— Start Data shown —

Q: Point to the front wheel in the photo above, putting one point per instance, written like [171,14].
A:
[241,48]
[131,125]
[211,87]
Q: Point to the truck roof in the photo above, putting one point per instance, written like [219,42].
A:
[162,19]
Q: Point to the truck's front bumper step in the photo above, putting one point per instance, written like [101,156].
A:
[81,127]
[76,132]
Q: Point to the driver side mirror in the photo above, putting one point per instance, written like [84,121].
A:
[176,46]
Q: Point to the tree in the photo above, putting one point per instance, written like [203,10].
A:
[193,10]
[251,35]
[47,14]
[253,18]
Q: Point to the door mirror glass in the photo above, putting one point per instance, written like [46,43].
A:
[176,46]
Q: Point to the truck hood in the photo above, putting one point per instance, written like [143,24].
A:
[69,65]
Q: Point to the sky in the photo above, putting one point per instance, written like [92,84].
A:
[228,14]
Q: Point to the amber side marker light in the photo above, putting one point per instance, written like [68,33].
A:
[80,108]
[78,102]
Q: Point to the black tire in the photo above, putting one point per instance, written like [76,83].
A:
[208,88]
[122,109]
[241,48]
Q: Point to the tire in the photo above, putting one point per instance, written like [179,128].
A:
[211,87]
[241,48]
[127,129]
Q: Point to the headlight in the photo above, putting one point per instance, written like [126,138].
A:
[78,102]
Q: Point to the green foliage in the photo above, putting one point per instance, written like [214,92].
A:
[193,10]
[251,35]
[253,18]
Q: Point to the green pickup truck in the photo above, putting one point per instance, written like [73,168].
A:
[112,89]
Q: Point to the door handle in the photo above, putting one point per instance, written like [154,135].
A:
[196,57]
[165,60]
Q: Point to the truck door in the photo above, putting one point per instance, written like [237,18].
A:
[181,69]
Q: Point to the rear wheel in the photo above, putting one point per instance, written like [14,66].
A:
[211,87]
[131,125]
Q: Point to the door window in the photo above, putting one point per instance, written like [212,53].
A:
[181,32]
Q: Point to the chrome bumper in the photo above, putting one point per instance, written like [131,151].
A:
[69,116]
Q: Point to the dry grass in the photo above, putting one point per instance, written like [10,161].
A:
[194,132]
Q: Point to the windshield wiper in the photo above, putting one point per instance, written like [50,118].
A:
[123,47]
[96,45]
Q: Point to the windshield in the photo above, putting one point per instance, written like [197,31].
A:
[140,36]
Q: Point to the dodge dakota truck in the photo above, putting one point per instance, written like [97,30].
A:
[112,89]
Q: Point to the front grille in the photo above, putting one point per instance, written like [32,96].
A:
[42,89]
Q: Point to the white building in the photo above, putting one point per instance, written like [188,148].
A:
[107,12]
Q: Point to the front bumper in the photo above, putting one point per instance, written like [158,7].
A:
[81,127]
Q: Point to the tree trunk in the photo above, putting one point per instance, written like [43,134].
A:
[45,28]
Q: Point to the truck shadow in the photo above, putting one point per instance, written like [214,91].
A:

— End Data shown —

Task brief
Set out all the rows above as a numbered list, one line per entry, and drop any blank lines.

Output for this task
1. Q: Point to the front wheel in the photo above, putting one point per instance, written like [171,14].
2. A:
3. [241,48]
4. [131,125]
5. [211,87]
6. Q: Point to the truck roof in the photo above, putting one point per instance, written like [219,42].
7. A:
8. [162,19]
9. Q: Point to the truck's front bumper step in the photo above, putting one point per instance, written like [101,156].
10. A:
11. [81,127]
12. [76,132]
13. Q: Point to the driver side mirror in the photo above, putting one point per instance, written like [84,121].
14. A:
15. [176,46]
16. Q: Point to the tree in the photo above, putting one point per instance, written like [203,10].
17. A:
18. [193,10]
19. [251,35]
20. [47,14]
21. [253,18]
22. Q: Point to the door mirror glass in the photo above, putting one point per instance, written like [46,43].
23. A:
24. [176,46]
25. Q: Point to the truck hood in the photo above, putting one point per instance, written like [143,24].
26. A:
27. [69,65]
28. Q: Point to the sky in the photo above, putting one point per instance, written like [92,84].
29. A:
30. [228,14]
31. Q: Point to the amber side marker light in the photo above, putting one point per instance, written like [68,33].
32. A:
33. [80,108]
34. [78,102]
35. Q: Point to the black tire in the photo above, putting one point per instance, written like [76,83].
36. A:
37. [208,88]
38. [122,109]
39. [241,48]
40. Q: Point to the tire in the photo above, putting one point per instance, written like [179,128].
41. A:
42. [211,87]
43. [241,48]
44. [127,129]
45. Q: Point to the headlight in the photo above, putting one point per instance, written like [126,138].
46. A:
47. [78,102]
48. Q: Point to the green foliage in the photo above, putting one point per instance, written like [214,92].
49. A:
50. [193,10]
51. [251,35]
52. [253,18]
53. Q: Point to the green pickup truck in the photo above, putting one point per instance, written like [73,168].
54. A:
55. [112,89]
56. Q: Point to the door handle in the photo above, putting one point per instance, written like [154,135].
57. A:
58. [196,57]
59. [165,60]
60. Q: Point to the truck door in the photo above, putting one point per instance, written like [237,18].
61. A:
62. [181,69]
63. Q: Point to the rear wheel in the photo above, putting one point per instance, written like [14,66].
64. A:
65. [211,87]
66. [131,125]
67. Q: Point to the door window in the photo above, putting one point per instance, written like [212,53].
68. A:
69. [181,32]
70. Q: Point to the chrome bumper in the photo above, putting one point per instance, written like [131,151].
71. A:
72. [69,116]
73. Q: Point to the dry grass in the photo above, putting one point per instance, written like [10,161].
74. A:
75. [194,132]
76. Q: Point to the windshield wiper in the photo above, putting one point per instance, written like [50,118].
77. A:
78. [123,47]
79. [96,45]
80. Q: Point to the windshield in the photo above, putting one point per instance, written like [197,31].
81. A:
82. [140,36]
83. Q: Point to the dodge dakota truck in the photo above, putting one point per instance, written like [97,30].
84. A:
85. [112,89]
86. Q: Point to the front grille in the photo above, putting one point per instance, written like [32,96].
87. A:
88. [42,89]
89. Q: Point to the white building in the photo above, putting one point per instance, written like [188,148].
90. A:
91. [107,12]
92. Q: Point to the front bumper in the photo above, putting one point per instance, written like [158,7].
93. A:
94. [81,127]
95. Q: Point to the tree trunk in the photo above, putting one point per instance, written like [43,134].
96. A:
97. [45,28]
98. Q: Point to the truck shadow in the photo above, putting one point per instance, written like [214,91].
99. A:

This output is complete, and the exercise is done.